→ TASK STATEMENT
A verbatim transcript of the data that follows, free of images, is the expected result.

→ RECORDS FOR THE EXERCISE

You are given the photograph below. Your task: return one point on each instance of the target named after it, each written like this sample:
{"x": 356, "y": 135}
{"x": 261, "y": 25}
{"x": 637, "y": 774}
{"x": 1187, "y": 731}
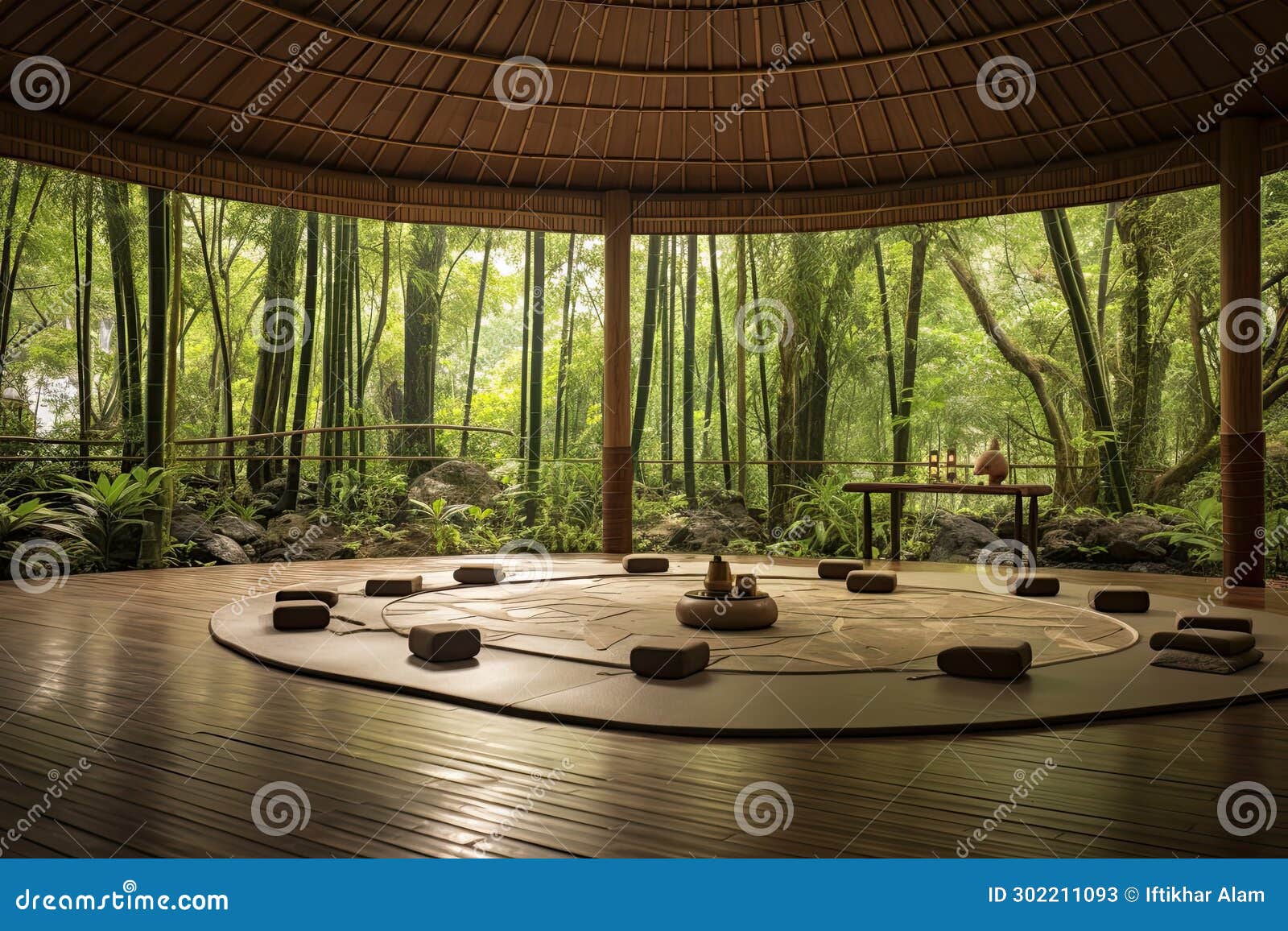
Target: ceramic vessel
{"x": 993, "y": 465}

→ EXPECTED ANSWER
You are given the photograph below. Your task: return one point on each instance of the target named after it, each written like this sample:
{"x": 356, "y": 135}
{"x": 261, "y": 25}
{"x": 637, "y": 774}
{"x": 1187, "y": 731}
Target: ceramic vessel
{"x": 993, "y": 465}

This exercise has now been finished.